■ What you will do ■
For every line in the records below that holds "give", make a copy.

[Natural-language object grounding data]

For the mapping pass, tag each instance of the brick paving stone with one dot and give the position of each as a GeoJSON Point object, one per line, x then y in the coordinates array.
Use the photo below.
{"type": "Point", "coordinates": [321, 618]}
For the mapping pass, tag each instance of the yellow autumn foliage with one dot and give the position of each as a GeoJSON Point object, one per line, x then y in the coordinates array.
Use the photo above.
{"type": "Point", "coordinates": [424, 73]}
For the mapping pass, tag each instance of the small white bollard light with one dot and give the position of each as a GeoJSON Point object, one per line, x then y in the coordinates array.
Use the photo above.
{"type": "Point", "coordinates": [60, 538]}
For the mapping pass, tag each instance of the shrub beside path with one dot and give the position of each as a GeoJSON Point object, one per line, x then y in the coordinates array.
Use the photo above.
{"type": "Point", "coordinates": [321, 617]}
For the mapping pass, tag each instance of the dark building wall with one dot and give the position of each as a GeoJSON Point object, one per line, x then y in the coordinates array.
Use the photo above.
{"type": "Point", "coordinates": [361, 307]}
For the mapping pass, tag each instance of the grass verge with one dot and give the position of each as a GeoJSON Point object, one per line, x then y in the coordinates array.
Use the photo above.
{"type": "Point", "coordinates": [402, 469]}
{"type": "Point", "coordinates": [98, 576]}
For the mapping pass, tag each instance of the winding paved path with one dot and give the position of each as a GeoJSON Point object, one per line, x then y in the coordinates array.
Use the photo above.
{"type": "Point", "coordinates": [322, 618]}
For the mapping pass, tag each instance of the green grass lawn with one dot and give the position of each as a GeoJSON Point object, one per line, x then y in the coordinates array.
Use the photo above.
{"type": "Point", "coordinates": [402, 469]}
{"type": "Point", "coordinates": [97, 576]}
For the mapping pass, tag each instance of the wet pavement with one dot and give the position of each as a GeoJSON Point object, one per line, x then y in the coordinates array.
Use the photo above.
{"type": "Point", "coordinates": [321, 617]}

■ The completed task ■
For the mapping pass, tag each instance of the brick paving stone with one dot and give the position of each as a GeoJSON Point object, one per line, x then y in the coordinates array.
For the mapping pass, tag each instance of the yellow autumn foliage with one dot and give the position of each as a GeoJSON Point object, one per line, x then y in the coordinates array.
For the mapping pass, tag each instance of the small white bollard light with one dot and give the position of each as a GeoJSON Point object, one per line, x then y in the coordinates array.
For the mapping pass, tag each instance of the shrub beside path with one dot and give the position of each as a GeoJSON Point object, one per line, x then y in the coordinates array.
For the mapping pass, tag each instance of the dark building wall with one dot and give the position of each as a GeoJSON Point object, one per line, x then y in the coordinates array.
For the mapping pass, tag each instance of the grass verge with one dot and give the position of each as a GeoJSON Point object, one per line, x then y in the coordinates array.
For the mapping pass, tag each instance of the winding paved path with one dot and give the position of each as a GeoJSON Point object, one per line, x then y in the coordinates array.
For the mapping pass, tag each instance of the green grass lawn with one dot and give the position of each as a GeoJSON Point object, one per line, x then y in the coordinates array.
For the mapping pass, tag each instance of the wet pavement with one dot and give the position of each as a GeoJSON Point object, one per line, x then y in the coordinates array.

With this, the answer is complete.